(Location identification items)
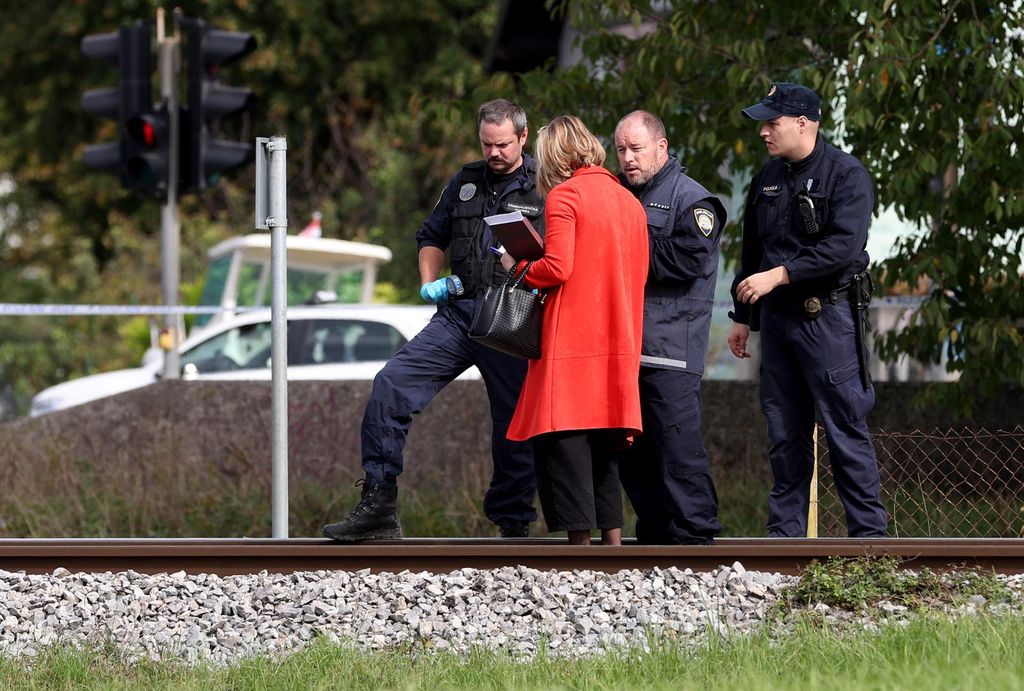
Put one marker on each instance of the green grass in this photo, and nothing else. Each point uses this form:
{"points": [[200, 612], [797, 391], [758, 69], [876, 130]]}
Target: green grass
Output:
{"points": [[975, 652]]}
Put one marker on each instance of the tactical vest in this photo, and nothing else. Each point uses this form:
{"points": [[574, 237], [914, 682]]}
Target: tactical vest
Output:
{"points": [[677, 318], [470, 260]]}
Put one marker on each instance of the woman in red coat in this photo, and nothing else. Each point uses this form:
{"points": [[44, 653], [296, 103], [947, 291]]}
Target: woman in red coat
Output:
{"points": [[581, 400]]}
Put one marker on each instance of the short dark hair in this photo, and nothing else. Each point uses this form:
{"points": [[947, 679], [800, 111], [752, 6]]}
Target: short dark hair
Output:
{"points": [[649, 120], [498, 111]]}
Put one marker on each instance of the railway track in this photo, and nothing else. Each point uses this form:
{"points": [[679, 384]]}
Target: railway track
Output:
{"points": [[239, 556]]}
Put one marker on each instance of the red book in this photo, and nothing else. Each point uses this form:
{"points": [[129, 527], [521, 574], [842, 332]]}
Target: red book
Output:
{"points": [[516, 234]]}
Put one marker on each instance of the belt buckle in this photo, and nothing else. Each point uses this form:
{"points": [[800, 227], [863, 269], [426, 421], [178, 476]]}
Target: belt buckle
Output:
{"points": [[812, 307]]}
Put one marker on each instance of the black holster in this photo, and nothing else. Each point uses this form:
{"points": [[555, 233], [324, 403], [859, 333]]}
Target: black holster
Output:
{"points": [[860, 289]]}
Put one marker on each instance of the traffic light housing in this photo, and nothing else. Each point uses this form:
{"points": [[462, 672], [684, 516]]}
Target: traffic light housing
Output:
{"points": [[139, 157], [147, 150], [205, 157]]}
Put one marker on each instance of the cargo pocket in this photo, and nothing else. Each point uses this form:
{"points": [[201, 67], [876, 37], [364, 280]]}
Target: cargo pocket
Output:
{"points": [[847, 397]]}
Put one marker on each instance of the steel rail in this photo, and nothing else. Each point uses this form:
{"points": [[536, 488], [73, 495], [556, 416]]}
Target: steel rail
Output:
{"points": [[241, 556]]}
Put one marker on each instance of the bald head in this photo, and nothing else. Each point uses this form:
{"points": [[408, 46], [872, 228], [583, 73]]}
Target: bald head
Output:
{"points": [[641, 146]]}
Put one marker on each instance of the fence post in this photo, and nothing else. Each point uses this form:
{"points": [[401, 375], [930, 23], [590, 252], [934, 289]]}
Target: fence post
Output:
{"points": [[812, 509]]}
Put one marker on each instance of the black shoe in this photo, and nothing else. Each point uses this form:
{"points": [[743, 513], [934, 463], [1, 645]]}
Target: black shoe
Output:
{"points": [[374, 518], [514, 529]]}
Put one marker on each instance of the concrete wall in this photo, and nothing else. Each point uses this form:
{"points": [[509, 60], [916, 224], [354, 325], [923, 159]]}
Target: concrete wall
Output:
{"points": [[195, 424]]}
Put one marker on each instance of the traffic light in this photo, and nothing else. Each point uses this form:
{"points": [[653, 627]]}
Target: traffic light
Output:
{"points": [[147, 150], [139, 156], [204, 156]]}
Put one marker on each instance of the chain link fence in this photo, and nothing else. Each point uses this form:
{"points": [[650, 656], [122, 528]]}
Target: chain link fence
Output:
{"points": [[952, 483]]}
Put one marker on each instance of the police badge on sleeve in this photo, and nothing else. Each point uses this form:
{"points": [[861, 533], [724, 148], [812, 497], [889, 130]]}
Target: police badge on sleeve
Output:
{"points": [[705, 220], [466, 191]]}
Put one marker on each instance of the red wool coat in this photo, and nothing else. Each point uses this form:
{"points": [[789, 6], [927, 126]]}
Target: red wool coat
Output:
{"points": [[594, 268]]}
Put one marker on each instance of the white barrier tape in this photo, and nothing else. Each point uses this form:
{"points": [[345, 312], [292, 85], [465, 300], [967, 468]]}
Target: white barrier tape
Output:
{"points": [[72, 310], [24, 309]]}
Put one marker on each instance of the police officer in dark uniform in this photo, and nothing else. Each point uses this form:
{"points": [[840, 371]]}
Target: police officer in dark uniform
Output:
{"points": [[667, 472], [803, 282], [503, 181]]}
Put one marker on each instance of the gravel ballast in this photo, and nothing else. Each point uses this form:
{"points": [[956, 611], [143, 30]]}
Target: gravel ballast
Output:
{"points": [[221, 619]]}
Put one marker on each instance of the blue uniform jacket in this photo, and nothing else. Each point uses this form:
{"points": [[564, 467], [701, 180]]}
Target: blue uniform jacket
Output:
{"points": [[774, 235], [684, 222], [436, 230]]}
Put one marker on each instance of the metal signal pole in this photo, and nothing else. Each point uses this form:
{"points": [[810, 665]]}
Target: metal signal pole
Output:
{"points": [[168, 65]]}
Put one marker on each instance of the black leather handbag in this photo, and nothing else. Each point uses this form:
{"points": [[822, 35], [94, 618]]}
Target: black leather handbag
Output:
{"points": [[508, 317]]}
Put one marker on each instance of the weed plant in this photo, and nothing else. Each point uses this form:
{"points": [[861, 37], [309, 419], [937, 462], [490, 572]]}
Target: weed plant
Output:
{"points": [[854, 584], [930, 652]]}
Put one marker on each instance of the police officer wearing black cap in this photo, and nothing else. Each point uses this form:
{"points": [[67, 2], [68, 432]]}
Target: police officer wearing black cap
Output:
{"points": [[803, 283], [503, 181], [667, 472]]}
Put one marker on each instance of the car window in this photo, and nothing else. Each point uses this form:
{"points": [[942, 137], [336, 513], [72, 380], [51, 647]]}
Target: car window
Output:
{"points": [[244, 347], [349, 341], [310, 342]]}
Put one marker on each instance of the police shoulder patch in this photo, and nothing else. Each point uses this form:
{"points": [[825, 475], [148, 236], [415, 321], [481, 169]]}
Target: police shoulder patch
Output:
{"points": [[524, 209], [705, 220], [466, 191]]}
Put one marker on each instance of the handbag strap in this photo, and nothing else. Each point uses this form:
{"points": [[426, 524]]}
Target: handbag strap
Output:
{"points": [[514, 279]]}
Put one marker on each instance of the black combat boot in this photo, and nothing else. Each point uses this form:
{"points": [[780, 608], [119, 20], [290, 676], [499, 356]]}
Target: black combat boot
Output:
{"points": [[374, 518]]}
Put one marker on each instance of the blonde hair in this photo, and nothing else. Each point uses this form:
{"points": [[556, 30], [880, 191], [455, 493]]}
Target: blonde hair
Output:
{"points": [[563, 145]]}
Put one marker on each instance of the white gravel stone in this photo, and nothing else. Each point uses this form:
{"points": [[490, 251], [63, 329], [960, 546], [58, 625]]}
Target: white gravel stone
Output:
{"points": [[515, 609]]}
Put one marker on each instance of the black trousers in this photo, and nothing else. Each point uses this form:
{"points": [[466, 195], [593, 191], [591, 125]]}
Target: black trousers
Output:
{"points": [[667, 473], [578, 479]]}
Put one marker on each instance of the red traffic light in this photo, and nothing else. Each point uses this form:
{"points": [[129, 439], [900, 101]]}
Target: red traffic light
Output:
{"points": [[148, 130]]}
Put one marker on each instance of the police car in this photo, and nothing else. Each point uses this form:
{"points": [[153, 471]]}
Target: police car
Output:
{"points": [[325, 342]]}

§ **WHAT IS ASKED**
Every line from the one containing "Put one marker on each instance of the black trousers" through the end of the data must be repeated exactly, and no other line.

§ **EXERCISE RESPONSE**
Put one marker on each instance of the black trousers in this photo, and nothing else. Each point uses this form:
{"points": [[466, 195], [593, 191], [591, 125]]}
Target: black trousers
Output:
{"points": [[667, 473], [578, 479]]}
Put one marker on each instance of the red traffic light in this photo, and nothing else. Each point uses this form:
{"points": [[129, 439], [900, 101]]}
Target: red traffic light
Output:
{"points": [[148, 130]]}
Put one marker on each instance of the police car in this photo, and nothing else. Each point uses this form:
{"points": [[153, 471]]}
Target: police car
Output:
{"points": [[325, 342]]}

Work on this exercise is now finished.